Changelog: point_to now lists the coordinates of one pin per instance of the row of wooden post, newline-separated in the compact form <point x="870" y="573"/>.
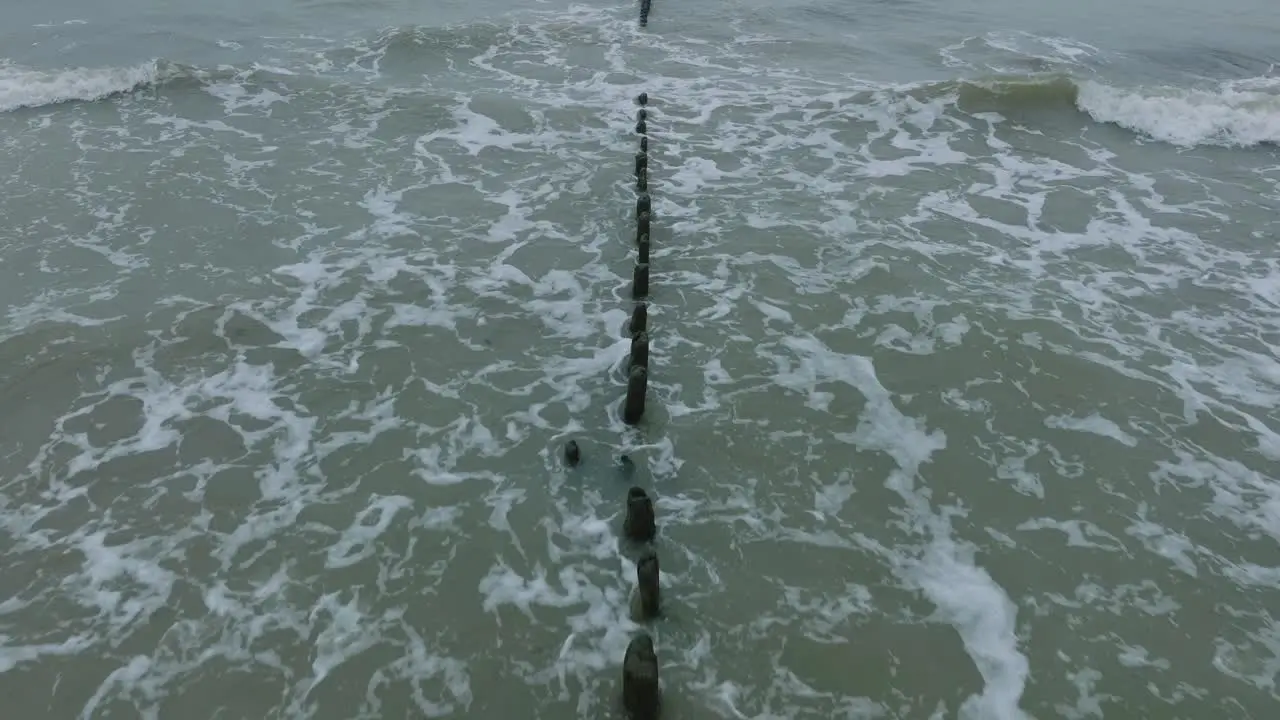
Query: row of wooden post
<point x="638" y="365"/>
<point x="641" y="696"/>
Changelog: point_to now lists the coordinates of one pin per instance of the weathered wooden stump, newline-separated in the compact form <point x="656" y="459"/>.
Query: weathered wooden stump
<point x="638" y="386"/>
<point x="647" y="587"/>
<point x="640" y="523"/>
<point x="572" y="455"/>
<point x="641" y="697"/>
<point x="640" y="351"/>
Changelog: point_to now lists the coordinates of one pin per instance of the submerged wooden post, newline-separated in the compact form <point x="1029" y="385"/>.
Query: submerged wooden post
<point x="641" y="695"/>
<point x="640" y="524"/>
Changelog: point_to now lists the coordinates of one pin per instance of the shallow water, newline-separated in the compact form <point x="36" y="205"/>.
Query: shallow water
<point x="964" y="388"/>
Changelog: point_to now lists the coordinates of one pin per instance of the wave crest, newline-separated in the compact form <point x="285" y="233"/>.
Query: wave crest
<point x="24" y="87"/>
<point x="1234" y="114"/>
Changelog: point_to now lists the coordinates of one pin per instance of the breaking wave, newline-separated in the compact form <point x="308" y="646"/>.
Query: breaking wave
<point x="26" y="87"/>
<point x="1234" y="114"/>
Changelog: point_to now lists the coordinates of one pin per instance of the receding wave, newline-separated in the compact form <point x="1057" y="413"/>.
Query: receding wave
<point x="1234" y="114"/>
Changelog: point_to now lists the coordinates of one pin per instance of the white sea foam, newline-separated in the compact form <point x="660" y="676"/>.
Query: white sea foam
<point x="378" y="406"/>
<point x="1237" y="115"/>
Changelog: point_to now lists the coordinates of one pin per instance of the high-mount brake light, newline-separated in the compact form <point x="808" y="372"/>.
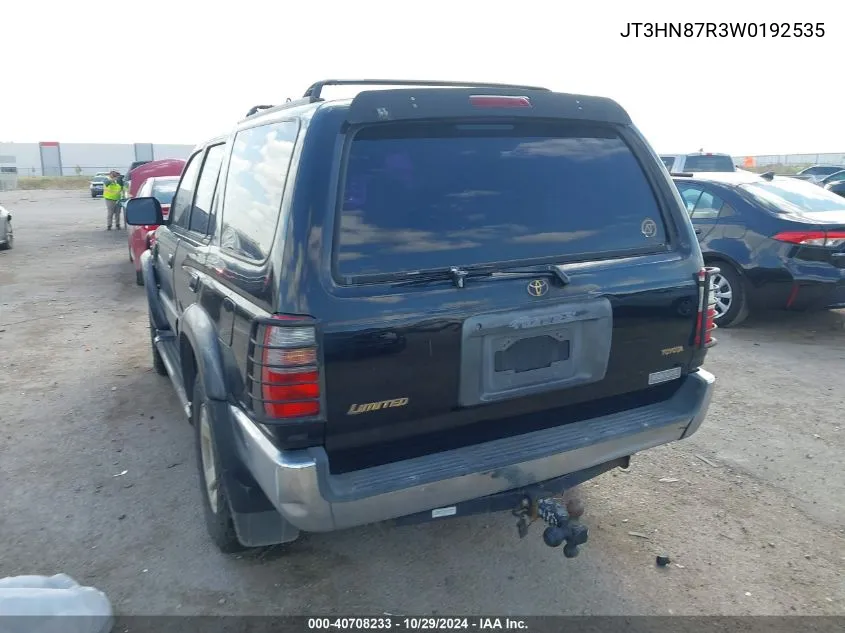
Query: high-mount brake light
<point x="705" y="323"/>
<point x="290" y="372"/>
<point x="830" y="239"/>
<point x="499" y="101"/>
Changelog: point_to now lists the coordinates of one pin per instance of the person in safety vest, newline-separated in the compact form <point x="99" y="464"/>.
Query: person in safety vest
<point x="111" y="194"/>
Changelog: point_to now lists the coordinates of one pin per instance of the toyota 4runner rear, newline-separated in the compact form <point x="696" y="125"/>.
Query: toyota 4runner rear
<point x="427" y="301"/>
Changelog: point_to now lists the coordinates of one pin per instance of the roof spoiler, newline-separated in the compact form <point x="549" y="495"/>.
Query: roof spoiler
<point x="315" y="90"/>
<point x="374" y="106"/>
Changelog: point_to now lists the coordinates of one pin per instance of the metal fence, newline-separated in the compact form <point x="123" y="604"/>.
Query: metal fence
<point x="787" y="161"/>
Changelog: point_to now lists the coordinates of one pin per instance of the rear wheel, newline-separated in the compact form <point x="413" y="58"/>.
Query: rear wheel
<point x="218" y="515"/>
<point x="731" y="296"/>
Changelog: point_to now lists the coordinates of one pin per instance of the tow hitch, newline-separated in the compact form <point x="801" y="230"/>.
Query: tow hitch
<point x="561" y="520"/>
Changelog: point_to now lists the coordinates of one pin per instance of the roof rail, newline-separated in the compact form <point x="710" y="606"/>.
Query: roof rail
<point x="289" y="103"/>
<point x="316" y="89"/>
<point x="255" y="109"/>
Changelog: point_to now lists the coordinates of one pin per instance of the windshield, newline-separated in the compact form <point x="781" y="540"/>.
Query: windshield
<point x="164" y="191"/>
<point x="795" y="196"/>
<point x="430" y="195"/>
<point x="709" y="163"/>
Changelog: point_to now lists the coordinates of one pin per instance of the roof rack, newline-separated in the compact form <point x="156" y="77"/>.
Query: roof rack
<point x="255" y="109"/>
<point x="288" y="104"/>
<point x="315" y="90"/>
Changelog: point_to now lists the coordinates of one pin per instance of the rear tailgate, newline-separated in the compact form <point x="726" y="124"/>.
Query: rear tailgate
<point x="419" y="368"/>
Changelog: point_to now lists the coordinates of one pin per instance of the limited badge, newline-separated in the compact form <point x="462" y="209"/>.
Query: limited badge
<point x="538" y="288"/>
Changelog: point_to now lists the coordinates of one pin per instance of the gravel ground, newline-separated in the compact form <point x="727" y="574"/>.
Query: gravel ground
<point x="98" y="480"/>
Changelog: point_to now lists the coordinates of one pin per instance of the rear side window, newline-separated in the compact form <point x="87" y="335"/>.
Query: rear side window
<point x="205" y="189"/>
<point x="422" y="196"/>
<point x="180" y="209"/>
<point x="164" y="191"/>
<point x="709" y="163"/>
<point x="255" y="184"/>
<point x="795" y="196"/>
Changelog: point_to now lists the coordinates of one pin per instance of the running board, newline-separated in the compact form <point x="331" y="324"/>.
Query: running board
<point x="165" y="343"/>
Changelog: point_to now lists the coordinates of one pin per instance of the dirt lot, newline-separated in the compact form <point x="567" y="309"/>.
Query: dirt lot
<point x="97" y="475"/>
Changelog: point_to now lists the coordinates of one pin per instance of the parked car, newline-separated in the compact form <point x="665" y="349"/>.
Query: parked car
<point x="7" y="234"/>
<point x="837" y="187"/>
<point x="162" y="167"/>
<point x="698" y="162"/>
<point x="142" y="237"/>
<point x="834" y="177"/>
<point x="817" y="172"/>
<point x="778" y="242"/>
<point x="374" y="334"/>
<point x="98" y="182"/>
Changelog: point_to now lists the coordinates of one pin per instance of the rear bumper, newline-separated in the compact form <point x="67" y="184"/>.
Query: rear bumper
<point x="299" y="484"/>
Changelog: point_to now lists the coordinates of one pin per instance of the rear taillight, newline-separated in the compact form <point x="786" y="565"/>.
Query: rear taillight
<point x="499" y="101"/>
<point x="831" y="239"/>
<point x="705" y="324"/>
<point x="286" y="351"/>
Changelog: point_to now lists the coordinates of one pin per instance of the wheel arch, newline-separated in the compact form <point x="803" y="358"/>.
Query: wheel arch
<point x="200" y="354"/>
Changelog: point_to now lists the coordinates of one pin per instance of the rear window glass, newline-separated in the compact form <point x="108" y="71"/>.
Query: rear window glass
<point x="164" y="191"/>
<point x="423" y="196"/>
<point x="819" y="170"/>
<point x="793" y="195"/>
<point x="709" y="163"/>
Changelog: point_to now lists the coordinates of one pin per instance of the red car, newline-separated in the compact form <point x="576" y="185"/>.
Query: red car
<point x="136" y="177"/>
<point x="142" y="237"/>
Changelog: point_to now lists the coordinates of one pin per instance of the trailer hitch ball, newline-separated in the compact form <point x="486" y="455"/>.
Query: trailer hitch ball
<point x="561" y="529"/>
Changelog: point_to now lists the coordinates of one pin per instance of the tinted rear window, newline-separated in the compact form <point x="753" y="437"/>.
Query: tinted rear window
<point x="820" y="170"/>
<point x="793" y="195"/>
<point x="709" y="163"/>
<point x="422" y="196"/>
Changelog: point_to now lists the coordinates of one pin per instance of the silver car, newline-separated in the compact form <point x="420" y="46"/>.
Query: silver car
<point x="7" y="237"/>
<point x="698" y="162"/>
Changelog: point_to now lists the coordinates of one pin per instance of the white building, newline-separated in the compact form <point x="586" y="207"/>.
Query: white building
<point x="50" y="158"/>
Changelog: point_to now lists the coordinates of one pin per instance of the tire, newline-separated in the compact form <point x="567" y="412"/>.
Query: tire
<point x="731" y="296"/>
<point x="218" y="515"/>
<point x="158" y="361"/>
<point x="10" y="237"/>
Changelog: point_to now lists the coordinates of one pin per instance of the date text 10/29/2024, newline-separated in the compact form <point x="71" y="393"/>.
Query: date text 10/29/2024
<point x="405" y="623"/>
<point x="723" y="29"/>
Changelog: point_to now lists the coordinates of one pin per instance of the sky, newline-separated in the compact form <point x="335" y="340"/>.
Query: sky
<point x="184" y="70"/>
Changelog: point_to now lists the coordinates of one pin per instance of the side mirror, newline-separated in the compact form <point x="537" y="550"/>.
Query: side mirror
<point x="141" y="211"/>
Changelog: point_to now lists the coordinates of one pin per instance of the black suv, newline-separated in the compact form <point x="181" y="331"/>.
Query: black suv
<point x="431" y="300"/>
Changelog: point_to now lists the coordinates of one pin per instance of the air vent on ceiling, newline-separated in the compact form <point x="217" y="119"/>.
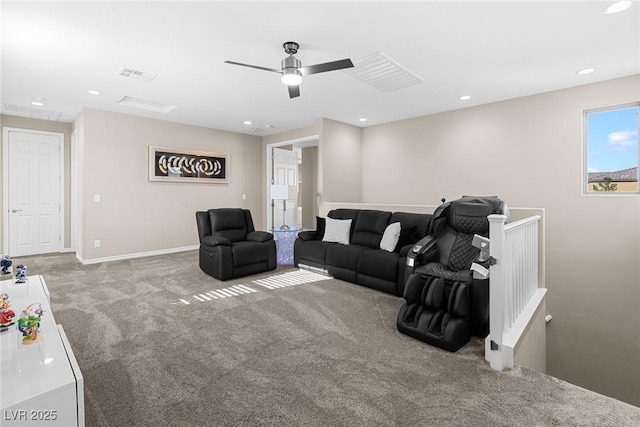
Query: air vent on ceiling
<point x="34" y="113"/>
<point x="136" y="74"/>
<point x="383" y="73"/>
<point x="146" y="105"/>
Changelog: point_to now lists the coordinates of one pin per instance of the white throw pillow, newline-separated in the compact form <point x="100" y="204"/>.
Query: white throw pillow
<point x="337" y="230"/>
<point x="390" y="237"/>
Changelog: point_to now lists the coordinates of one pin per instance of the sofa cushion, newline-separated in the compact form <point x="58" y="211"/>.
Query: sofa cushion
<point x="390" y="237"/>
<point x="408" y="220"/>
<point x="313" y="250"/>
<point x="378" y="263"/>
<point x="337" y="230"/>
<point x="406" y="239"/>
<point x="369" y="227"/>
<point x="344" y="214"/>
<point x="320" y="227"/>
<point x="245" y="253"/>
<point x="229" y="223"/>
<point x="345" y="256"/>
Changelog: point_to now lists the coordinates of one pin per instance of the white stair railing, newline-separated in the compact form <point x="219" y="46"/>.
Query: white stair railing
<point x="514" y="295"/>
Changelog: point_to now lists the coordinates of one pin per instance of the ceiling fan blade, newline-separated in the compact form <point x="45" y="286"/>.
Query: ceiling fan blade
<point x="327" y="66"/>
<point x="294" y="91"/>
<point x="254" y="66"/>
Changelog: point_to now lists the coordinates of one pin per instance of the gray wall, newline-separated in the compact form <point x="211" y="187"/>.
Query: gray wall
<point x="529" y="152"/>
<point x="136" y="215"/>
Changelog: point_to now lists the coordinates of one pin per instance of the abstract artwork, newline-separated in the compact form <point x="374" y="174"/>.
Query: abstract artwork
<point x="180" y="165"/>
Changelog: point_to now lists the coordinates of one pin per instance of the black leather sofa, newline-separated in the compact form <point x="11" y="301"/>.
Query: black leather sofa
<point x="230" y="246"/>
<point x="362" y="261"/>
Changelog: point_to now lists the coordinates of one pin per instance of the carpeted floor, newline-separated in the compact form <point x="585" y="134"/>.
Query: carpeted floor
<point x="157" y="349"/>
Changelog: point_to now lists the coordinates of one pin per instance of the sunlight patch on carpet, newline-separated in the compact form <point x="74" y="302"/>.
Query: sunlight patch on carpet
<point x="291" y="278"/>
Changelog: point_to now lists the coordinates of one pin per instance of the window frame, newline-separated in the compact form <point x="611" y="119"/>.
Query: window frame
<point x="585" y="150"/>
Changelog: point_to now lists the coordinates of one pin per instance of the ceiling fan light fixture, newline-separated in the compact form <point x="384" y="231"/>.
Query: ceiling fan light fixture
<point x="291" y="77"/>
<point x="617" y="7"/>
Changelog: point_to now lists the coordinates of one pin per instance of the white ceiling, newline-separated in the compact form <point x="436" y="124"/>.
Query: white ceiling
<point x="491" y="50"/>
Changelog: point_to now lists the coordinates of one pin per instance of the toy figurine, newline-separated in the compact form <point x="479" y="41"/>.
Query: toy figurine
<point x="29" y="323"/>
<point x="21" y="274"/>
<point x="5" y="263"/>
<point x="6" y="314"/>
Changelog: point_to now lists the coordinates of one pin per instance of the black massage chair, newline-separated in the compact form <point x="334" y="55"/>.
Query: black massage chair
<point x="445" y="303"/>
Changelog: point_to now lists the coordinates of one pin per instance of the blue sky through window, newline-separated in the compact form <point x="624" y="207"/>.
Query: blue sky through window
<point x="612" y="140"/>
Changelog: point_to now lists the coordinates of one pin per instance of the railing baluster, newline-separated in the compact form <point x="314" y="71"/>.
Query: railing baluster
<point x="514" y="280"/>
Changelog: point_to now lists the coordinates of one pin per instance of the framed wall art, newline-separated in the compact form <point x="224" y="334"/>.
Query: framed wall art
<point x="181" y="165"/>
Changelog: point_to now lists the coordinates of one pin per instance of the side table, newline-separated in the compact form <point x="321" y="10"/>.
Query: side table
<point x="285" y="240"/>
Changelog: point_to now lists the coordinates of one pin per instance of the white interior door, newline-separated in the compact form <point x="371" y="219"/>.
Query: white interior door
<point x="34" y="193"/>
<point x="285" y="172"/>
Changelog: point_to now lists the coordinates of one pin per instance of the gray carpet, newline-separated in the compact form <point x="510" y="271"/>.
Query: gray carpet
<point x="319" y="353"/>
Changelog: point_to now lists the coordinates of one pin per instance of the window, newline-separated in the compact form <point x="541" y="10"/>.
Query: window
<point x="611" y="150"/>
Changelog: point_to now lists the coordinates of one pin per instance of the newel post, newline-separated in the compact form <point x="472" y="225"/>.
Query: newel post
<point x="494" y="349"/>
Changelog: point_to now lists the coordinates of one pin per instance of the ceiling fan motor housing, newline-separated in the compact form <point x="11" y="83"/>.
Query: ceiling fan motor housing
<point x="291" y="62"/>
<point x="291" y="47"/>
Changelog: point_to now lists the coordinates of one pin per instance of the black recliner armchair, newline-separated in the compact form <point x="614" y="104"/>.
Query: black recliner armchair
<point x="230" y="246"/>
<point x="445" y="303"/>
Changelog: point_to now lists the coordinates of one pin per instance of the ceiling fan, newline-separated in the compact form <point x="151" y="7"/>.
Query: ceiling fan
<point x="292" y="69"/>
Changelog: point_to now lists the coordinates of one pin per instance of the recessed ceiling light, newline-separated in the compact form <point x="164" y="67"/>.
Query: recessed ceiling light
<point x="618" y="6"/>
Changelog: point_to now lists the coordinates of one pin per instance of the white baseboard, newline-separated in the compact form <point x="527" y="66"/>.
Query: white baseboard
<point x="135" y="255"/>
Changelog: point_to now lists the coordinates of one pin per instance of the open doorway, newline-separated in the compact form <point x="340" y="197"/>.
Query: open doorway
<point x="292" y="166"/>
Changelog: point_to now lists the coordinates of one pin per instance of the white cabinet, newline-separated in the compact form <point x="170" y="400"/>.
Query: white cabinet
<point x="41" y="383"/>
--- --- ---
WORK INSTRUCTION: From the records above, transcribe without alteration every line from the one with "of the submerged" to the one with "of the receding", inclusive.

ANSWER AREA:
Changelog: point_to now lists the coordinates of one pin per instance of the submerged wooden post, newline-separated in the compact form <point x="1029" y="385"/>.
Query: submerged wooden post
<point x="641" y="695"/>
<point x="640" y="524"/>
Changelog: point_to now lists the coordinates of one pin per instance of the shallow water, newline-separated in the compact form <point x="36" y="205"/>.
Query: shallow water
<point x="964" y="388"/>
Changelog: point_to now lists the coordinates of one pin per instance of the wave crest, newline-separated in the compact form <point x="285" y="233"/>.
Query: wave crest
<point x="24" y="87"/>
<point x="1234" y="114"/>
Changelog: point_to now lists the coordinates of one pin per instance of the breaking wave, newline-separated in the compact form <point x="308" y="646"/>.
Query: breaking wave
<point x="26" y="87"/>
<point x="1234" y="114"/>
Changelog: point_to now lists the coordinates of one pin per instance of the receding wave, newline-separated in the compact form <point x="1057" y="413"/>.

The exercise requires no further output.